→ Problem:
Render every line of the items below as a Markdown table with two columns, Row and Line. Number the rows in order and leave out blank lines.

+++ Raw data +++

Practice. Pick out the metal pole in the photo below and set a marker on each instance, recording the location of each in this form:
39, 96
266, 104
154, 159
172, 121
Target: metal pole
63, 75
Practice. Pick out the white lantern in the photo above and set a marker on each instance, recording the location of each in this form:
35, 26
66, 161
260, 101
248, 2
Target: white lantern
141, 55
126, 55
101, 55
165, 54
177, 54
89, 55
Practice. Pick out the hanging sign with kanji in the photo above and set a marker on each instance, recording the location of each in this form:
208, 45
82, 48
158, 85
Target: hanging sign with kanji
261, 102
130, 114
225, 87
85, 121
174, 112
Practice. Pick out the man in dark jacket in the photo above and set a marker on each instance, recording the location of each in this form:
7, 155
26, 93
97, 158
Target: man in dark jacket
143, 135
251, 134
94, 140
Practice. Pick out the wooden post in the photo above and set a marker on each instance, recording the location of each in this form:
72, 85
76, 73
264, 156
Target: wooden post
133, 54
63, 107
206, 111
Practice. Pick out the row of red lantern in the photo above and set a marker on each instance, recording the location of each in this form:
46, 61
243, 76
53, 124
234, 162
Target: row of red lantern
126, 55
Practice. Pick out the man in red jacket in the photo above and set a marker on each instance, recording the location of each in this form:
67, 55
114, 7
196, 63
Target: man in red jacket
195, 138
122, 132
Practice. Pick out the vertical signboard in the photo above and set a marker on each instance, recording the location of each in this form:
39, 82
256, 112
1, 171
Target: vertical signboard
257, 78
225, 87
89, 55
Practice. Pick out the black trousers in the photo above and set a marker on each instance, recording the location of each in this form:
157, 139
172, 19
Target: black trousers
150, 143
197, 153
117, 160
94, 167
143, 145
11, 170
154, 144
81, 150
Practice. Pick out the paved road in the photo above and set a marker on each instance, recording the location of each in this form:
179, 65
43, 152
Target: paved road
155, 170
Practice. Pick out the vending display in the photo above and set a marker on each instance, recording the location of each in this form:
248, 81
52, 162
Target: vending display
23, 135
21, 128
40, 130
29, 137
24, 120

+++

→ Response for this exercise:
| Row | Line |
|---|---|
| 1 | Practice. Pick out the metal pole in the photo below and set a marker on each instance, recording the location of each in this form: |
| 2 | 39, 96 |
| 3 | 266, 104 |
| 4 | 154, 159 |
| 5 | 172, 121 |
| 6 | Target: metal pole |
| 7 | 63, 75 |
| 8 | Practice. Pick out the white lantern in the photo above and set a marker on each instance, recording the location of each in this form: |
| 9 | 35, 26 |
| 10 | 66, 161 |
| 11 | 260, 101 |
| 12 | 248, 2 |
| 13 | Target: white lantern |
| 14 | 141, 55 |
| 15 | 126, 55 |
| 16 | 101, 55 |
| 17 | 165, 54 |
| 18 | 177, 54 |
| 19 | 89, 55 |
| 20 | Practice. Pick out the hanging sign with kanji in the photo above and set a marker on each instance, recording the location of each in this form: |
| 21 | 208, 45 |
| 22 | 82, 48 |
| 23 | 158, 85 |
| 24 | Target: hanging sign with kanji |
| 25 | 261, 102 |
| 26 | 130, 114 |
| 27 | 225, 87 |
| 28 | 85, 121 |
| 29 | 174, 112 |
| 30 | Practice. Pick out the man in dark jacket in the photo above and set a marker on each instance, recording the location of each in this form: |
| 31 | 7, 155 |
| 32 | 26, 93 |
| 33 | 97, 158 |
| 34 | Target: man in dark jacket |
| 35 | 143, 135 |
| 36 | 251, 134 |
| 37 | 94, 140 |
| 38 | Practice. Pick out the wooden post in the photo above and set a marker on each instance, recording the location of each in this form: |
| 39 | 72, 85 |
| 40 | 76, 73 |
| 41 | 264, 156 |
| 42 | Target: wooden post |
| 43 | 133, 54 |
| 44 | 63, 107 |
| 45 | 206, 111 |
| 46 | Practice. Pick out the row of red lantern in the photo above and set a marker on each instance, recording the location of each in this form: |
| 47 | 46, 61 |
| 48 | 243, 76 |
| 49 | 53, 124 |
| 50 | 234, 162 |
| 51 | Target: row of red lantern |
| 52 | 126, 55 |
| 53 | Practice. Pick out the man in red jacket in the photo above and set a marker on each instance, recording the location of each in this form: |
| 54 | 67, 55 |
| 55 | 114, 7 |
| 56 | 196, 63 |
| 57 | Target: man in red jacket |
| 58 | 195, 138 |
| 59 | 122, 132 |
| 60 | Practice. Pick out the vertical signboard in the photo above and set a marker on each instance, recording the location of each in this form: |
| 61 | 39, 82 |
| 62 | 256, 112 |
| 63 | 1, 171 |
| 64 | Target: vertical signboard |
| 65 | 257, 78 |
| 66 | 225, 87 |
| 67 | 89, 55 |
| 68 | Practice. Pick out the black trousers in the photo above and set a marker on each instance, recording the location of each in this form: |
| 69 | 157, 139 |
| 70 | 172, 19 |
| 71 | Target: black trousers |
| 72 | 150, 143 |
| 73 | 197, 153 |
| 74 | 117, 160 |
| 75 | 94, 167 |
| 76 | 143, 145 |
| 77 | 11, 170 |
| 78 | 154, 144 |
| 79 | 81, 150 |
| 80 | Practice. Pick out the paved road in the photo above and set a marker on each instance, recording the location of each in this form: |
| 81 | 179, 65 |
| 82 | 43, 152 |
| 83 | Target: paved road |
| 84 | 155, 170 |
| 85 | Practice. Pick out the vending display in the photo above and set a marker on each instance, recording the location of each in this form: |
| 86 | 248, 81 |
| 87 | 52, 162 |
| 88 | Target: vending display |
| 89 | 23, 135 |
| 90 | 21, 128 |
| 91 | 40, 130 |
| 92 | 29, 137 |
| 93 | 24, 120 |